Once you have counted the lines below that contain "cloud", give that number and nothing else.

[Dataset entries]

#####

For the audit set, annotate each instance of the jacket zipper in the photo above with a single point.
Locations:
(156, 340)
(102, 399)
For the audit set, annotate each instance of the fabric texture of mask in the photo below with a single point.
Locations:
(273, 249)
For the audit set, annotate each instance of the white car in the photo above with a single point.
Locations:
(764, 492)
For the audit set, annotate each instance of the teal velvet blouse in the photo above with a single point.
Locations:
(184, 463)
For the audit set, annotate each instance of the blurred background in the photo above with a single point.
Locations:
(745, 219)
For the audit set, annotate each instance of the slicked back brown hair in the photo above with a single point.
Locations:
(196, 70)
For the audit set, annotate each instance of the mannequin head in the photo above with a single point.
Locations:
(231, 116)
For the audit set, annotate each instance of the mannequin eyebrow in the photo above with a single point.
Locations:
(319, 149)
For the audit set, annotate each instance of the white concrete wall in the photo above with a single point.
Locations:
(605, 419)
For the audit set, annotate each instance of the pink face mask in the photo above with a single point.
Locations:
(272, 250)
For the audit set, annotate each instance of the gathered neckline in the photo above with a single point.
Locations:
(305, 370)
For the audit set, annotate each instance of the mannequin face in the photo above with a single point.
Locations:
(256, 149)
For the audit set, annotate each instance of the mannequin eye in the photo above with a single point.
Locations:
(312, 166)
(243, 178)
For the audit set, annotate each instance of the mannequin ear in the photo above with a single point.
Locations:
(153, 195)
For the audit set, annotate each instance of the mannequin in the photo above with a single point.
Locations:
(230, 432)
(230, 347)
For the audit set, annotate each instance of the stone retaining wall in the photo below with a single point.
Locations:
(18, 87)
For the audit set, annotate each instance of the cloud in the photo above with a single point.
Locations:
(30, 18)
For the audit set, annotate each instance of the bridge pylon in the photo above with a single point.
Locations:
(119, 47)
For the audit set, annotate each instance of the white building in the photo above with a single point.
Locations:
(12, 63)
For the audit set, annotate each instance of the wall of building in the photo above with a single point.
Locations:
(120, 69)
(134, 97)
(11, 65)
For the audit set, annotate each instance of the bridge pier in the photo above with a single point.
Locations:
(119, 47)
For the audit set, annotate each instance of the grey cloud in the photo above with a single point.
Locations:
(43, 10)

#####

- **Response area**:
2